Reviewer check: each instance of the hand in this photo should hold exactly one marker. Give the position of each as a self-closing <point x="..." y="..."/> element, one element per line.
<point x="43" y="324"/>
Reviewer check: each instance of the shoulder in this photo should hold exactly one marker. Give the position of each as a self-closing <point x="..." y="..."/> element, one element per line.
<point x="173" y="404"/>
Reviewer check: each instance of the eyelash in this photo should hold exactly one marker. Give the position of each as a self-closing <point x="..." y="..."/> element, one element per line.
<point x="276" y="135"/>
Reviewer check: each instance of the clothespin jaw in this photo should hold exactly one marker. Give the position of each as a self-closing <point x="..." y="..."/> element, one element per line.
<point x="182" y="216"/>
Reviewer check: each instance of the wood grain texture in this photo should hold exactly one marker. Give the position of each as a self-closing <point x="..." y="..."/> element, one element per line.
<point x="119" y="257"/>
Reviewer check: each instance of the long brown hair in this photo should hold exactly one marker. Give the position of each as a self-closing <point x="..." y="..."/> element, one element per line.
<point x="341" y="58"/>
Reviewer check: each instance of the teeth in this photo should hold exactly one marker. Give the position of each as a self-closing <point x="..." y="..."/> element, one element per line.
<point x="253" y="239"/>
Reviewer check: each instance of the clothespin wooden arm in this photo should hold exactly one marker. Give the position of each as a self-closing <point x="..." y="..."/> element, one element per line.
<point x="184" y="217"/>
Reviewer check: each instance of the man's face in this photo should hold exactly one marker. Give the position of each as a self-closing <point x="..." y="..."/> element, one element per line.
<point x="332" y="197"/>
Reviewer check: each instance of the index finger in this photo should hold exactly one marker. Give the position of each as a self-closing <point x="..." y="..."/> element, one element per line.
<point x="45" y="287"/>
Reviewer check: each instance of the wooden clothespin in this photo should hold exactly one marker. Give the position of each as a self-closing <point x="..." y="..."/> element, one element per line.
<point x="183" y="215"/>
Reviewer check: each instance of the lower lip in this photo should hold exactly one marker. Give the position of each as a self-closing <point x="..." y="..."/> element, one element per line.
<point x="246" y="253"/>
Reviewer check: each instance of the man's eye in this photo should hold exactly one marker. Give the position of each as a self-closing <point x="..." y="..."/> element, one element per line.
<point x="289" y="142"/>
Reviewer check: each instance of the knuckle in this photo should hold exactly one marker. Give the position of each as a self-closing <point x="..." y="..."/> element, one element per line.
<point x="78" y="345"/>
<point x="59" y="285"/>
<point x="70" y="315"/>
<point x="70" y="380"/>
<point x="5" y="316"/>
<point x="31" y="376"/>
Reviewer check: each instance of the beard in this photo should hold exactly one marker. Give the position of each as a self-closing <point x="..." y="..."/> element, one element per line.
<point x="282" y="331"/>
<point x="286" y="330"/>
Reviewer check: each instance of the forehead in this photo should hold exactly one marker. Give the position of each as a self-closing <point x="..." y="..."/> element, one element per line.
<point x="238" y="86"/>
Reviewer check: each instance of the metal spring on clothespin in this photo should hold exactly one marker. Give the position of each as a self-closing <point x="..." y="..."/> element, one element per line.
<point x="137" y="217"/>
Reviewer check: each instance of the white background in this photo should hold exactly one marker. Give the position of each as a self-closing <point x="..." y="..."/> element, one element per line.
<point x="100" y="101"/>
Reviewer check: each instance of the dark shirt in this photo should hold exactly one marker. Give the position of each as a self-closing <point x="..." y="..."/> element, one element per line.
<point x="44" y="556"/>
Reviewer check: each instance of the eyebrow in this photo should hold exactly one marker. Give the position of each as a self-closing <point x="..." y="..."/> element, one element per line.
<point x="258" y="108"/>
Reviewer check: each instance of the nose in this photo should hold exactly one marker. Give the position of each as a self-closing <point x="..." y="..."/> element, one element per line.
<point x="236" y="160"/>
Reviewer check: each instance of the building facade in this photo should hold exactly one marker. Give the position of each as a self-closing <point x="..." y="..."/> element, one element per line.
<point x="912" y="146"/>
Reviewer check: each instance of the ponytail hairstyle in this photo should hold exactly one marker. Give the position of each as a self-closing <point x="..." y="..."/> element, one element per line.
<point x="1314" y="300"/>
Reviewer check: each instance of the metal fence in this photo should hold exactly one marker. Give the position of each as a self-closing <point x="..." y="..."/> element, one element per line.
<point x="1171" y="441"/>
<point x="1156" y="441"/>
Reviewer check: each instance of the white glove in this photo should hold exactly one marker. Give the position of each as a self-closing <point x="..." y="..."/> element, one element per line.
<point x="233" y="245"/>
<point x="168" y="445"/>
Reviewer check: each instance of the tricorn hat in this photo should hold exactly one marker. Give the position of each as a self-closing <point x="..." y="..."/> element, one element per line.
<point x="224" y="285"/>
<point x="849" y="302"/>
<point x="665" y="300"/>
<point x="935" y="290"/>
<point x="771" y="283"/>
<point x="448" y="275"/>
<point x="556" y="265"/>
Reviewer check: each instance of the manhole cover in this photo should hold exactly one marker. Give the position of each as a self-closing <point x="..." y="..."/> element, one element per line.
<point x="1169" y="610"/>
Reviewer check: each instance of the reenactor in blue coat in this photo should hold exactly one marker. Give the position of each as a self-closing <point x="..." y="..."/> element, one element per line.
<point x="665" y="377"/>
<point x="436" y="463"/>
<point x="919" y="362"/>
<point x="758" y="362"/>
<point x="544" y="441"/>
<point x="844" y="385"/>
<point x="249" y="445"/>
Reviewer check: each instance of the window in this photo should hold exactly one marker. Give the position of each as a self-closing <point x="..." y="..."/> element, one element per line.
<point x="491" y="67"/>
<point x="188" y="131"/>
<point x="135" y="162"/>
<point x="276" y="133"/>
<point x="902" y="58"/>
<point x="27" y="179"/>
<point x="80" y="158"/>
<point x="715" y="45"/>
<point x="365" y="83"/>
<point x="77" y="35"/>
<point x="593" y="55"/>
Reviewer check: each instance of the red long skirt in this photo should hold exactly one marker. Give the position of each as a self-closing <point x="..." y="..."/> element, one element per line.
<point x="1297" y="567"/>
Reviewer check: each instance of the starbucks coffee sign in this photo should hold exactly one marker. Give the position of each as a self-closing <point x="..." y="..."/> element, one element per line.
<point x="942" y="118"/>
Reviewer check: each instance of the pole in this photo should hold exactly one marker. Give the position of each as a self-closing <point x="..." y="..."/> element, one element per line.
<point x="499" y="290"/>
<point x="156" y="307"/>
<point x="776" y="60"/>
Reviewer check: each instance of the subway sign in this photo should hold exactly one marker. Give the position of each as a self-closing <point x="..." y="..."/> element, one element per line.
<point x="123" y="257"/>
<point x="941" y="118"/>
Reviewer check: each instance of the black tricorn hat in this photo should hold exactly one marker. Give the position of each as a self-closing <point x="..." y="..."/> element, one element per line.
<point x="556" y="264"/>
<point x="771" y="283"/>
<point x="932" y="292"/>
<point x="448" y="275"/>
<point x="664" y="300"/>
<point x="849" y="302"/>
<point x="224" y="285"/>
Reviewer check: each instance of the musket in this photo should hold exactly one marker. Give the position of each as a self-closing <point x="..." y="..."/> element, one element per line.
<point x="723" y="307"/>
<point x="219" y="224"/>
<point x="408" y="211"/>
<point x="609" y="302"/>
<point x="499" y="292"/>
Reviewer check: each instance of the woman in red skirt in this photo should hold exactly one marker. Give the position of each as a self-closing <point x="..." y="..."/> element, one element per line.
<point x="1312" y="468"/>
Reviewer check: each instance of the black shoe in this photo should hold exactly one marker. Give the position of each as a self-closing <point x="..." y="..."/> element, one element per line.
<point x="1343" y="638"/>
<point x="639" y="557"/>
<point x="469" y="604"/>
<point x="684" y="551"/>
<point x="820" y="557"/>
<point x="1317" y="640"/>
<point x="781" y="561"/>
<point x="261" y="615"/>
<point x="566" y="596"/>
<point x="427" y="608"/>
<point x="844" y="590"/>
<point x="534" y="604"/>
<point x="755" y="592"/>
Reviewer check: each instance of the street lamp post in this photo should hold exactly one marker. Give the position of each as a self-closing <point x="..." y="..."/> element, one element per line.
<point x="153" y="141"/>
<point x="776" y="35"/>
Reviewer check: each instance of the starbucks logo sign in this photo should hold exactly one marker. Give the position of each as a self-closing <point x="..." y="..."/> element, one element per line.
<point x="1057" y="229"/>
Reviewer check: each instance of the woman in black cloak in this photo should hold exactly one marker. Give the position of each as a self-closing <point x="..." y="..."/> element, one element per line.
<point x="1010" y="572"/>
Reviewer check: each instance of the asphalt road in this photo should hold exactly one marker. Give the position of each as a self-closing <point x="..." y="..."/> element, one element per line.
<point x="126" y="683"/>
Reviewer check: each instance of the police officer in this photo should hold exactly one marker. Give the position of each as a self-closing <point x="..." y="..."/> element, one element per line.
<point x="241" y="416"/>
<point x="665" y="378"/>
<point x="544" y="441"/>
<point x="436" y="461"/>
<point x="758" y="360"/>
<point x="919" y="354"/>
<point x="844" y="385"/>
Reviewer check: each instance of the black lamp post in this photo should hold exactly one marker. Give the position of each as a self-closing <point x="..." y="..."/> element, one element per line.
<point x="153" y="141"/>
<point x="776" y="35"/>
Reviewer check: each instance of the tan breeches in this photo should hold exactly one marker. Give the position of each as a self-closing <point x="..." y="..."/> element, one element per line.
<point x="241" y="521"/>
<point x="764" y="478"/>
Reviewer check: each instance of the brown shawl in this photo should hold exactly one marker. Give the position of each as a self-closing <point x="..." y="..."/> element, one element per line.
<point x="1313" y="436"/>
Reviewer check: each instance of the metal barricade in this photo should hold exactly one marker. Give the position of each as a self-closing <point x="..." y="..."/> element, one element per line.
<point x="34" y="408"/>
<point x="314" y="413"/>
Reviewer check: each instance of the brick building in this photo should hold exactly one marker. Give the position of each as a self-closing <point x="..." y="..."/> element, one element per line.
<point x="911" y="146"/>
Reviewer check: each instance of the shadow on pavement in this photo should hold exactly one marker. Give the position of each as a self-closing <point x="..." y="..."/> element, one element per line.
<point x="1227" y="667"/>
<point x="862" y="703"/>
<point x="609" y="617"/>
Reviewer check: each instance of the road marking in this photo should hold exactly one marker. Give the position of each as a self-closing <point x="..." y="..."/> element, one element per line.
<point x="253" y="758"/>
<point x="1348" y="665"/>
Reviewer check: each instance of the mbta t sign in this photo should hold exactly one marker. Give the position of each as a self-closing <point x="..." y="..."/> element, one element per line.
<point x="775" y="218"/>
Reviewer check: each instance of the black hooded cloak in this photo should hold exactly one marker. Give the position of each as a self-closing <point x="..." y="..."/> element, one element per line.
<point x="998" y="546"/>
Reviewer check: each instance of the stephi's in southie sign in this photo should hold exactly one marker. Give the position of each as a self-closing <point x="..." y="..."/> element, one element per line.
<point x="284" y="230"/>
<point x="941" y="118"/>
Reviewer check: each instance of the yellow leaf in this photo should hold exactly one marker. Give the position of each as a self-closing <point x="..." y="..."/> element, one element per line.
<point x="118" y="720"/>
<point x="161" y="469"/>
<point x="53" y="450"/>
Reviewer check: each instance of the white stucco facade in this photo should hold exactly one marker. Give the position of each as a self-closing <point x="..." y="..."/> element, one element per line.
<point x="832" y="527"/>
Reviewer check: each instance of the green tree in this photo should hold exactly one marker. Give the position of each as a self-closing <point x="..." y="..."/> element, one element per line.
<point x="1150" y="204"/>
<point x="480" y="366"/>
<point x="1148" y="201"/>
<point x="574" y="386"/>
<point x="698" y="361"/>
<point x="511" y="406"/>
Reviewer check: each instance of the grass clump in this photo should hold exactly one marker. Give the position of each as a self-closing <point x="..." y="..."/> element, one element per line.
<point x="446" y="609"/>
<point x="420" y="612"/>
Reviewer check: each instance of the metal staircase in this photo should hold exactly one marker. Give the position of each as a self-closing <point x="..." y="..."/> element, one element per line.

+ + + + +

### What the exercise asks
Set down exactly what runs from the line with "Reviewer check: each instance of the grass" to the last line of the data above, including both of those lines and no others.

### Solution to this exercise
Reviewer check: each instance of the grass clump in this photo should hold exactly one marker. Give the position of each as a self-closing <point x="..." y="..."/> element, one element per line.
<point x="446" y="609"/>
<point x="420" y="612"/>
Reviewer check: each instance of the metal staircase in this photo should hold exactly one marker. Give the position of each as a self-closing <point x="..." y="..."/> element, one element per line.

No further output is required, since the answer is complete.